Task
Print out the complete set of records below, exactly as they read.

Stored data:
------------
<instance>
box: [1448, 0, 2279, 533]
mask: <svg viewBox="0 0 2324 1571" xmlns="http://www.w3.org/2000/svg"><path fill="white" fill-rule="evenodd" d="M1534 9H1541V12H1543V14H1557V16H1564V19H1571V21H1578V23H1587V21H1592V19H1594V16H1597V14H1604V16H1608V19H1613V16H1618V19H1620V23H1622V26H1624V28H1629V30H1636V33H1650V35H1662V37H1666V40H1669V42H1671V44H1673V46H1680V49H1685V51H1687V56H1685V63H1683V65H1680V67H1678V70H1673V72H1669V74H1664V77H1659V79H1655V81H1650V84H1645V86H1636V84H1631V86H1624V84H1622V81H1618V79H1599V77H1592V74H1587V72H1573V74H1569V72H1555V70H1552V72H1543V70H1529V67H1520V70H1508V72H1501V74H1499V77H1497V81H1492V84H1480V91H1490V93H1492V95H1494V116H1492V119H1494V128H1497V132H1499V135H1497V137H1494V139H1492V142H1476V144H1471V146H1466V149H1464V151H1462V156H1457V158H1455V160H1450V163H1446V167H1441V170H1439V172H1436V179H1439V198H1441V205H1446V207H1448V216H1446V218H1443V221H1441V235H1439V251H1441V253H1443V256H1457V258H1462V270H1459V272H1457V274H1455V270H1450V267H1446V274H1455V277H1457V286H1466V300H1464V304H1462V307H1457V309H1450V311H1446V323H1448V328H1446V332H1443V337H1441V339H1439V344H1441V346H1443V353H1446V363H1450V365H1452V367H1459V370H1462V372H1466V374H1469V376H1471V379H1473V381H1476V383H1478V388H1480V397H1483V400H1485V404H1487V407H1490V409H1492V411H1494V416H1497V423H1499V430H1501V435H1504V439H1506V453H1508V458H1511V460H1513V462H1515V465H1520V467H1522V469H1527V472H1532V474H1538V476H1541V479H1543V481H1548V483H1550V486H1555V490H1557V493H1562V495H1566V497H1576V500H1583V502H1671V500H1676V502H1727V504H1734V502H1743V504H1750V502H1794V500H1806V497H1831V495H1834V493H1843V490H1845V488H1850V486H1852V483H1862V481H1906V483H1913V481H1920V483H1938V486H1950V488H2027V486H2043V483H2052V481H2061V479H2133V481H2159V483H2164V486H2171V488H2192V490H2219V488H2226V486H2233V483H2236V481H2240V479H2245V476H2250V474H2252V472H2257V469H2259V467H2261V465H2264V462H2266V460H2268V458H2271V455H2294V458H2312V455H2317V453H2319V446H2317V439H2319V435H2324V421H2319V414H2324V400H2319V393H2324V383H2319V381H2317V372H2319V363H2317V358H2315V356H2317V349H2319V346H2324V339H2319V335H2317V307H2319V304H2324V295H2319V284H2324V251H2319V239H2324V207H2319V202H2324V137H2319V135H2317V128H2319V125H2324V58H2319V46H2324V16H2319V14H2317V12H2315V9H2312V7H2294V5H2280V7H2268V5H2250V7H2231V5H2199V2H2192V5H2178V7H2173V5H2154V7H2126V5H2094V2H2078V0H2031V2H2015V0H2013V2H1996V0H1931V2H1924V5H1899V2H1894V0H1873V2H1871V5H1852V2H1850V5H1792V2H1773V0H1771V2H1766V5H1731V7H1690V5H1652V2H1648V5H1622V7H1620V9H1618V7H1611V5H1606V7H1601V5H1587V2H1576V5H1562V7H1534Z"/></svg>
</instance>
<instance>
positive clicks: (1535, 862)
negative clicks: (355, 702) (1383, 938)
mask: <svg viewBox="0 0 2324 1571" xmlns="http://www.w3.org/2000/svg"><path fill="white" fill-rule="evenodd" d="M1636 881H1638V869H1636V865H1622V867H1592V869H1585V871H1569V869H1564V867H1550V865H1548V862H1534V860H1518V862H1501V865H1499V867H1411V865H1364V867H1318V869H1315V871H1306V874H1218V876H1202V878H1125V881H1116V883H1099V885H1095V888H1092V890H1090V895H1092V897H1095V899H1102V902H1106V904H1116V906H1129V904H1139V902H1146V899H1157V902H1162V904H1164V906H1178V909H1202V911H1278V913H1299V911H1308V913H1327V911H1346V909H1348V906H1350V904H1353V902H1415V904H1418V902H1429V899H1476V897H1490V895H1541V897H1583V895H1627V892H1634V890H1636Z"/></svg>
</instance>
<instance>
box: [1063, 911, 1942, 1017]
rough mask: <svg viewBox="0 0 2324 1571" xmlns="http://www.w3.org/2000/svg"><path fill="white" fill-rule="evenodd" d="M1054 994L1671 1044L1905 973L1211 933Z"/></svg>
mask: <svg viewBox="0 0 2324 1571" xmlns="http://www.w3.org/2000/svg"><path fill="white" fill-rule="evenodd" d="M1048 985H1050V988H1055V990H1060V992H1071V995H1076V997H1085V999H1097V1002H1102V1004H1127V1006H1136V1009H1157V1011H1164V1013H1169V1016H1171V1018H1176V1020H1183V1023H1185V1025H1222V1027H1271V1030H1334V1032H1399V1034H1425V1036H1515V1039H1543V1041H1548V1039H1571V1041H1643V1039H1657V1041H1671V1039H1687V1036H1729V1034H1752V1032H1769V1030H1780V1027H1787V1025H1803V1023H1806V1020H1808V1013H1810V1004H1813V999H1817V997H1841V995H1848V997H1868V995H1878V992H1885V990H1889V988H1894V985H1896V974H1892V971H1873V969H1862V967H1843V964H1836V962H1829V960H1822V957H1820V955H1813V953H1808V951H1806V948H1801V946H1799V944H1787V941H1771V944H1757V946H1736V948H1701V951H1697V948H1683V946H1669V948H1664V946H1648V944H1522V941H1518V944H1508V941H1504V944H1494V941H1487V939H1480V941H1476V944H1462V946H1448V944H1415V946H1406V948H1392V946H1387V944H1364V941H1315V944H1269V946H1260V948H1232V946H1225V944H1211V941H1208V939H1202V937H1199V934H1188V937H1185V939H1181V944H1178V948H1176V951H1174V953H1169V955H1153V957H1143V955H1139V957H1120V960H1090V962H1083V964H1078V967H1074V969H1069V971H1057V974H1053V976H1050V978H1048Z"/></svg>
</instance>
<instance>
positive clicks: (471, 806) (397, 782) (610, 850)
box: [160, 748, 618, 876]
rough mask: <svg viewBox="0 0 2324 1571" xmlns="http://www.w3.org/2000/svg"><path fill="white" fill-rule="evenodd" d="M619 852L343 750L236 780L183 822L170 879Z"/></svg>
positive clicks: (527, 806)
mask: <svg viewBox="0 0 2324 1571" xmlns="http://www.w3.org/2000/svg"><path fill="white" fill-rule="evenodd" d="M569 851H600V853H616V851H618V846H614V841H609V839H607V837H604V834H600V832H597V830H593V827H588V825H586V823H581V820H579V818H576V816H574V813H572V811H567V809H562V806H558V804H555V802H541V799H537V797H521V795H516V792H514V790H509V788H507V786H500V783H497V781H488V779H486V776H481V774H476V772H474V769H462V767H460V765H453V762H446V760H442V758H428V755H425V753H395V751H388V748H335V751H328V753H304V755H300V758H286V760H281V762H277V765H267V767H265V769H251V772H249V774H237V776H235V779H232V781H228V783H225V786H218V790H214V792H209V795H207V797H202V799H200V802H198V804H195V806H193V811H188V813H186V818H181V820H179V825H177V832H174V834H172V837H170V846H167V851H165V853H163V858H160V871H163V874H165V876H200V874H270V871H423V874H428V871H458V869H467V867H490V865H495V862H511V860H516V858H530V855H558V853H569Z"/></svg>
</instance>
------------
Task answer
<instance>
box: [1448, 0, 2279, 533]
mask: <svg viewBox="0 0 2324 1571" xmlns="http://www.w3.org/2000/svg"><path fill="white" fill-rule="evenodd" d="M1534 9H1541V12H1543V14H1557V16H1564V19H1571V21H1578V23H1587V21H1592V19H1594V16H1597V14H1604V16H1608V19H1613V16H1618V19H1620V23H1622V26H1624V28H1629V30H1636V33H1650V35H1662V37H1666V40H1669V42H1671V44H1673V46H1680V49H1685V51H1687V56H1685V63H1683V65H1680V67H1678V70H1673V72H1669V74H1664V77H1659V79H1655V81H1650V84H1645V86H1636V84H1631V86H1624V84H1622V81H1618V79H1599V77H1592V74H1587V72H1573V74H1569V72H1555V70H1552V72H1543V70H1529V67H1520V70H1508V72H1501V74H1499V77H1497V81H1492V84H1480V91H1490V93H1492V95H1494V116H1492V119H1494V128H1497V132H1499V135H1497V137H1494V139H1492V142H1476V144H1471V146H1466V149H1464V151H1462V156H1457V158H1455V160H1450V163H1446V167H1441V170H1439V172H1436V179H1439V198H1441V205H1446V207H1448V216H1446V218H1443V221H1441V235H1439V251H1441V253H1443V256H1457V258H1462V270H1459V272H1457V274H1455V270H1450V267H1446V274H1455V277H1457V286H1466V300H1464V304H1462V307H1457V309H1450V311H1446V323H1448V328H1446V332H1443V337H1441V339H1439V344H1441V346H1443V353H1446V363H1450V365H1452V367H1459V370H1462V372H1466V374H1469V376H1471V379H1473V381H1476V383H1478V388H1480V397H1483V400H1485V404H1487V407H1490V409H1492V411H1494V416H1497V423H1499V430H1501V435H1504V439H1506V453H1508V458H1511V460H1513V462H1515V465H1520V467H1522V469H1527V472H1532V474H1538V476H1541V479H1543V481H1548V483H1550V486H1555V490H1557V493H1562V495H1566V497H1576V500H1583V502H1671V500H1676V502H1727V504H1734V502H1743V504H1750V502H1794V500H1806V497H1831V495H1834V493H1843V490H1845V488H1850V486H1852V483H1862V481H1906V483H1913V481H1920V483H1938V486H1950V488H2027V486H2043V483H2052V481H2061V479H2133V481H2159V483H2164V486H2171V488H2192V490H2219V488H2226V486H2233V483H2236V481H2240V479H2245V476H2250V474H2252V472H2257V469H2259V467H2261V465H2264V462H2266V460H2268V458H2271V455H2294V458H2312V455H2317V453H2319V446H2317V439H2319V435H2324V421H2319V414H2324V400H2319V393H2324V383H2319V381H2317V372H2319V363H2317V358H2315V356H2317V349H2319V346H2324V339H2319V335H2317V307H2319V304H2324V295H2319V284H2324V251H2319V239H2324V207H2319V202H2324V137H2319V135H2317V128H2319V125H2324V58H2319V46H2324V16H2319V14H2317V12H2315V9H2312V7H2294V5H2280V7H2268V5H2250V7H2231V5H2199V2H2192V5H2178V7H2173V5H2154V7H2126V5H2094V2H2078V0H2031V2H2015V0H2013V2H1996V0H1931V2H1924V5H1899V2H1894V0H1873V2H1871V5H1852V2H1850V5H1792V2H1773V0H1771V2H1766V5H1731V7H1690V5H1652V2H1648V5H1622V7H1620V9H1618V7H1611V5H1606V7H1601V5H1587V2H1576V5H1562V7H1534Z"/></svg>
</instance>
<instance>
positive clicks: (1535, 862)
negative clicks: (355, 702) (1383, 938)
mask: <svg viewBox="0 0 2324 1571" xmlns="http://www.w3.org/2000/svg"><path fill="white" fill-rule="evenodd" d="M1636 881H1638V869H1636V865H1622V867H1592V869H1585V871H1569V869H1564V867H1550V865H1548V862H1534V860H1518V862H1501V865H1499V867H1411V865H1364V867H1318V869H1315V871H1306V874H1218V876H1202V878H1125V881H1116V883H1099V885H1095V888H1092V890H1090V895H1092V897H1095V899H1102V902H1106V904H1116V906H1129V904H1139V902H1146V899H1157V902H1162V904H1164V906H1178V909H1202V911H1278V913H1299V911H1308V913H1327V911H1346V909H1348V906H1350V904H1353V902H1415V904H1418V902H1429V899H1476V897H1490V895H1541V897H1583V895H1627V892H1634V890H1636Z"/></svg>
</instance>
<instance>
box: [1063, 911, 1942, 1017]
rough mask: <svg viewBox="0 0 2324 1571" xmlns="http://www.w3.org/2000/svg"><path fill="white" fill-rule="evenodd" d="M1054 994L1671 1044L1905 973L1211 933Z"/></svg>
mask: <svg viewBox="0 0 2324 1571" xmlns="http://www.w3.org/2000/svg"><path fill="white" fill-rule="evenodd" d="M1048 985H1050V988H1055V990H1060V992H1071V995H1076V997H1085V999H1097V1002H1102V1004H1127V1006H1136V1009H1157V1011H1164V1013H1169V1016H1171V1018H1176V1020H1183V1023H1185V1025H1222V1027H1271V1030H1334V1032H1399V1034H1425V1036H1515V1039H1543V1041H1548V1039H1571V1041H1643V1039H1657V1041H1671V1039H1687V1036H1729V1034H1752V1032H1769V1030H1780V1027H1787V1025H1803V1023H1806V1020H1808V1013H1810V1004H1813V999H1817V997H1841V995H1848V997H1868V995H1878V992H1885V990H1889V988H1894V985H1896V974H1892V971H1873V969H1862V967H1843V964H1836V962H1829V960H1822V957H1820V955H1813V953H1808V951H1806V948H1801V946H1799V944H1787V941H1771V944H1757V946H1736V948H1701V951H1697V948H1683V946H1669V948H1664V946H1648V944H1522V941H1518V944H1508V941H1504V944H1494V941H1487V939H1480V941H1476V944H1462V946H1448V944H1415V946H1406V948H1392V946H1387V944H1364V941H1315V944H1269V946H1260V948H1232V946H1225V944H1211V941H1208V939H1202V937H1199V934H1188V937H1185V939H1181V944H1178V948H1176V951H1174V953H1169V955H1153V957H1143V955H1139V957H1120V960H1090V962H1083V964H1078V967H1074V969H1069V971H1057V974H1053V976H1050V978H1048Z"/></svg>
</instance>
<instance>
positive clicks: (471, 806) (397, 782) (610, 850)
box: [160, 748, 618, 876]
rough mask: <svg viewBox="0 0 2324 1571" xmlns="http://www.w3.org/2000/svg"><path fill="white" fill-rule="evenodd" d="M619 852L343 750L236 780L183 822L170 879Z"/></svg>
positive clicks: (527, 806)
mask: <svg viewBox="0 0 2324 1571" xmlns="http://www.w3.org/2000/svg"><path fill="white" fill-rule="evenodd" d="M569 851H600V853H616V851H618V846H614V841H609V839H607V837H604V834H600V832H597V830H593V827H588V825H586V823H581V820H579V818H576V816H574V813H572V811H567V809H562V806H558V804H555V802H541V799H537V797H521V795H516V792H514V790H509V788H507V786H500V783H497V781H488V779H486V776H481V774H476V772H474V769H462V767H460V765H453V762H446V760H442V758H428V755H425V753H395V751H388V748H335V751H328V753H304V755H300V758H286V760H281V762H277V765H267V767H265V769H251V772H249V774H237V776H235V779H232V781H228V783H225V786H218V790H214V792H209V795H207V797H202V799H200V802H198V804H195V806H193V811H188V813H186V818H181V820H179V825H177V832H174V834H172V837H170V846H167V851H165V853H163V858H160V871H163V874H165V876H200V874H270V871H423V874H428V871H458V869H467V867H490V865H495V862H511V860H516V858H530V855H558V853H569Z"/></svg>
</instance>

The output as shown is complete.